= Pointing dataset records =
◇ ◇ ◇ ◇ ◇ ◇ ◇

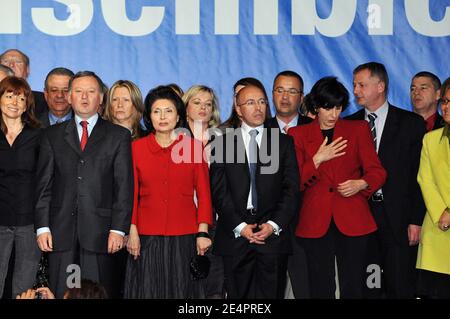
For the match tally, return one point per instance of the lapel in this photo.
(314, 139)
(390, 131)
(71, 136)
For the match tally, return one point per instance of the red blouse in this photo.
(164, 184)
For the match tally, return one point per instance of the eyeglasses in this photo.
(291, 91)
(12, 61)
(251, 103)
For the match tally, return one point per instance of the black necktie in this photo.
(253, 159)
(372, 117)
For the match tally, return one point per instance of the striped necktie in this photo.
(372, 117)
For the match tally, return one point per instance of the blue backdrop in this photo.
(216, 42)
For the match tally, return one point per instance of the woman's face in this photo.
(200, 107)
(328, 117)
(13, 105)
(122, 108)
(164, 116)
(445, 107)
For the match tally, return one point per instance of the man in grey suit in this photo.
(56, 93)
(85, 191)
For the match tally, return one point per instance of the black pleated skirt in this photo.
(162, 269)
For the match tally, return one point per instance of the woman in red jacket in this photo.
(339, 170)
(167, 229)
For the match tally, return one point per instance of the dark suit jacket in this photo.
(273, 123)
(17, 177)
(90, 190)
(40, 105)
(399, 153)
(277, 192)
(321, 201)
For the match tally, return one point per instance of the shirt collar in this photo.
(246, 128)
(91, 121)
(54, 119)
(381, 112)
(292, 123)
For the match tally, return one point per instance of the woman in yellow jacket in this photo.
(434, 178)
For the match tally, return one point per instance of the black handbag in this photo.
(199, 267)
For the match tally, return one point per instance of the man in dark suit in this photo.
(85, 191)
(425, 92)
(19, 62)
(287, 96)
(398, 207)
(254, 181)
(56, 92)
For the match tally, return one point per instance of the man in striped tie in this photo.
(398, 207)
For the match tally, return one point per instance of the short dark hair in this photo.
(291, 74)
(18, 86)
(7, 70)
(163, 92)
(25, 57)
(445, 87)
(434, 79)
(375, 69)
(88, 290)
(57, 71)
(327, 93)
(82, 74)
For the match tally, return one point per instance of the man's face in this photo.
(2, 75)
(85, 96)
(287, 95)
(56, 94)
(423, 94)
(368, 90)
(251, 106)
(17, 63)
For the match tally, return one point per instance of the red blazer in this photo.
(321, 201)
(164, 187)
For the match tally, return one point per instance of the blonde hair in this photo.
(196, 89)
(136, 100)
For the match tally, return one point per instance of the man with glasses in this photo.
(19, 62)
(287, 96)
(56, 93)
(424, 92)
(255, 195)
(397, 207)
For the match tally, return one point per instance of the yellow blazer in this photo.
(434, 180)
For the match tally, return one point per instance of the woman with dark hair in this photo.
(234, 121)
(19, 147)
(339, 170)
(433, 258)
(167, 229)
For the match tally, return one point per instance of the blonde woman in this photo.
(202, 111)
(125, 107)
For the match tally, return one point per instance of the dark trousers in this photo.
(253, 275)
(395, 258)
(66, 268)
(350, 257)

◇ ◇ ◇ ◇ ◇ ◇ ◇

= Objective =
Rewrite the material above with every "match tally" changed to "final count" and nothing else altered, omitting the pictures.

= The result =
For the final count, return one point per instance of the lapel in this photo.
(314, 139)
(390, 131)
(71, 136)
For the final count, return one point per instance of the red blouse in this photo.
(164, 184)
For the final count, return one point per instance of the eyeglasses in this photo.
(291, 91)
(12, 61)
(251, 103)
For the final count, return one point per instance of the black necktie in this photo.
(253, 159)
(372, 117)
For the final count, return one point per instance of the striped necktie in this photo.
(372, 117)
For the final count, return one point per instance of the blue backdrop in this photo.
(216, 42)
For the final count, return one point per instance of the woman's face in this photo.
(200, 107)
(328, 117)
(13, 105)
(122, 108)
(164, 116)
(445, 107)
For the final count, return one point per instance of the man in grey suit in this photo.
(56, 93)
(85, 191)
For the final count, return one point per instance of the black pleated skirt in this photo.
(162, 269)
For the final count, return one point per instance of the woman in red jacket in this photo.
(339, 170)
(167, 229)
For the final count, return one point per instance of the dark suit jacket in this photo.
(273, 123)
(17, 177)
(90, 190)
(40, 105)
(399, 153)
(277, 192)
(321, 201)
For the final count, return one point per instance of the shirt collar in this photo.
(246, 128)
(91, 121)
(54, 119)
(381, 112)
(292, 123)
For the final count, return one point per instance of the woman in yellow jacket in this photo.
(434, 178)
For the final count, return one point per instance of the black handbag in this photo.
(199, 267)
For the final count, return one point per instance of the man in dark suit in this photo.
(85, 191)
(425, 92)
(19, 62)
(287, 96)
(398, 207)
(254, 181)
(56, 92)
For the final count, return one point per instance of the man in striped tie in this photo.
(398, 207)
For the final count, return one point per instance of the short dark hair in this photo.
(291, 74)
(18, 86)
(7, 70)
(163, 92)
(25, 57)
(445, 87)
(434, 79)
(375, 69)
(88, 290)
(57, 71)
(327, 93)
(82, 74)
For the final count, return one point per instance of the man's face in this photo.
(2, 75)
(85, 96)
(287, 95)
(56, 94)
(423, 94)
(368, 90)
(251, 106)
(17, 63)
For the final count, return one point per instance of the red blazer in this photo.
(321, 201)
(164, 187)
For the final count, return one point per instance of the blonde hair in this photo.
(196, 89)
(136, 100)
For the final count, return one point per instance of the man with glasses in this photo.
(19, 62)
(287, 96)
(56, 93)
(424, 92)
(255, 195)
(397, 207)
For the final count, return one point per instance of the yellow blazer in this photo.
(434, 180)
For the final count, return one point per instance of the woman with dark hair in this photo.
(234, 121)
(19, 147)
(339, 170)
(433, 258)
(167, 229)
For the final count, return one point per instance of the blonde woman in this photo.
(202, 111)
(125, 107)
For the final count, return one point per instance of the dark trousers in this photo.
(253, 275)
(395, 258)
(66, 268)
(350, 257)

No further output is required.